Kultur: Höfisch-galant
Ein barocker Gartennachmittag am Neuen Palais und abendliches Wandeln durch versteckte Reiche
Stand:
Mit dem Boot kann man nicht mehr anlegen. Der Canale Grande, der direkt am Gartensalon im Park Sanssocui vorbeiführte und zum Ausstieg in die blumenumrankte Idylle einlud, ist längst zugeschüttet. Auch die prächtige Blüte, die das kunstvoll geschmiedete Gitter um den Freiluftsalon einst überrankte, ist zur Zeit recht trist anzusehen, obwohl der kleine ruhige Gartenraum erst im Jahr 2000 rekonstruiert und neu bepflanzt wurde. Aber es fehlt an Personal, um Hecken zu pflegen und in Schwung zu halten, beklagte Eberhard Bergner, Fachbereichsleiter im Park Sanssouci, am gestrigen Mittwoch bei einem Pressegespräch.

> [Zu bearbeitende Aufgaben]:
(1) Stimmen die folgenden Aussagen mit dem Text über den Gartensalon im Park Sanssouci überein? Antworte jeweils mit Ja oder Nein und zitiere die entscheidenden Worte des Textes wörtlich.
(a) Der Gartensalon wurde im Jahr 2000 rekonstruiert und neu bepflanzt.
(b) Am Gartensalon kann man heute noch mit dem Boot anlegen.
(c) Laut Eberhard Bergner fehlt es an Personal für die Pflege der Hecken.
(2) Setze den Text über den Gartensalon im Park Sanssouci im Anschluss an seinen letzten Satz fort.

> [Auszug aus Datensatz]:

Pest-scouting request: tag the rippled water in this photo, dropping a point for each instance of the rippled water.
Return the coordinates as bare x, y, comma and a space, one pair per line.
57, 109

> [Lösungen siehe unten]:
(1)
(a) Ja: „erst im Jahr 2000 rekonstruiert und neu bepflanzt wurde“
(b) Nein: „Mit dem Boot kann man nicht mehr anlegen.“
(c) Ja: „es fehlt an Personal, um Hecken zu pflegen und in Schwung zu halten“

(2)
Dennoch ist dieser Gartensalon direkt neben dem Neuen Palais durchaus sehenswert, insbesondere wenn er höfisch-galant bespielt wird. Und dazu lädt die Stiftung Preußische Schlösser und Gärten am kommenden Sonntag ab 13 Uhr bei einem Familienfest ein. Jahrmarktsstimmung soll sich verbreiten, wie sie einst die höfische Gesellschaft so liebte. Als erstes bekommen die Gäste einen Benimmkurs und lernen, wie man sich standesgemäß herausputzt und mit unmissverständlicher Geste Abstand zu wahren weiß. Fächer und feine Spangen können bei der wandelnden Galanteriewarenhändlerin erworben werden, um sich im barocken Schick aufzupeppen. Für entsprechenden Zeitgeist sorgen zudem Pantomimen in Stil der Comedie italienne sowie Historien und Lieder, die ein fahrender Sänger, begleitet von „Frau Orchester“, darbietet. Alles klein und fein, in preußisch-barocker Akkuratesse und mit künstlerischem Flair gepudert.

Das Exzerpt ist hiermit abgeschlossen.